SELECTED TEXT >>
[Start of Attachment]

Members of the Burgerville Workers Union say their relationship with the local fast food company has broken down amid a contract negotiation that has seen the union file a number of complaints with the National Labor Relations Board (NLRB).

Burgerville workers became the first fast food workers in the nation to unionize more than five years ago, and made history again last year when they voted to ratify their first contract and became the first fast food workers ever to be covered by a collective bargaining agreement. 

But that historic contract ran for just a single year and expired on May 1. Since then, workers at the five unionized Burgerville locations in the Portland metro area have been working without a deal. 

Mark Medina, a longtime organizer with the union, said that is primarily the fault of a company that has failed to negotiate in good faith and attempted to intimidate union organizers. 

“The new CEO [Ed Casey] had said some pretty neutral-yet-kind-of-pro-union-sounding quotes, and so we hoped that maybe the new relationship would be based a little bit more on cooperation than this save money, harm workers at all costs position we have come to expect,” Medina said. “It hasn’t played out that way at all.”

[End of Attachment]

LIST OF TASKS >>
1 - Reproduce word for word the passage of the Burgerville union article that begins with "Members of the" and ends with "without a deal.".
2 - According to the Burgerville union article, on what date did the union's first contract expire?

Saved data entries:
[Start of Attachment]

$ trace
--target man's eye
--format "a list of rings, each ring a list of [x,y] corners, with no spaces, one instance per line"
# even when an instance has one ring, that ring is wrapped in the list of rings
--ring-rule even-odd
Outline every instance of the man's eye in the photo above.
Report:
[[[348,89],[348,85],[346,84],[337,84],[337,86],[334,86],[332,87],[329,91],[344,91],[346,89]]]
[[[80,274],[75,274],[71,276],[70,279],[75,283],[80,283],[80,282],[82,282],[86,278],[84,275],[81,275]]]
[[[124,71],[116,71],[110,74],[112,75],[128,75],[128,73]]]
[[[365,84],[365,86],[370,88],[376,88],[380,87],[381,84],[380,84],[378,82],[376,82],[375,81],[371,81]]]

[End of Attachment]
[Start of Attachment]

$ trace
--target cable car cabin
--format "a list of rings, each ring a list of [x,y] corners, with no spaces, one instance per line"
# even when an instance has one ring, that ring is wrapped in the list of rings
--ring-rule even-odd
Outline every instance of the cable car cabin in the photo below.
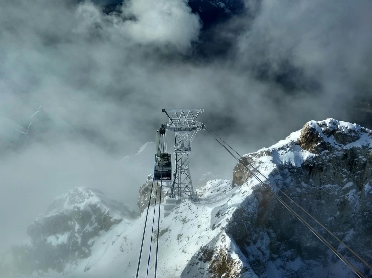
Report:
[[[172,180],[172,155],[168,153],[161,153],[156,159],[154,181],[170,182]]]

[End of Attachment]

RESPONSES IN ORDER >>
1 -
Members of the Burgerville Workers Union say their relationship with the local fast food company has broken down amid a contract negotiation that has seen the union file a number of complaints with the National Labor Relations Board (NLRB).

Burgerville workers became the first fast food workers in the nation to unionize more than five years ago, and made history again last year when they voted to ratify their first contract and became the first fast food workers ever to be covered by a collective bargaining agreement. 

But that historic contract ran for just a single year and expired on May 1. Since then, workers at the five unionized Burgerville locations in the Portland metro area have been working without a deal.

2 - May 1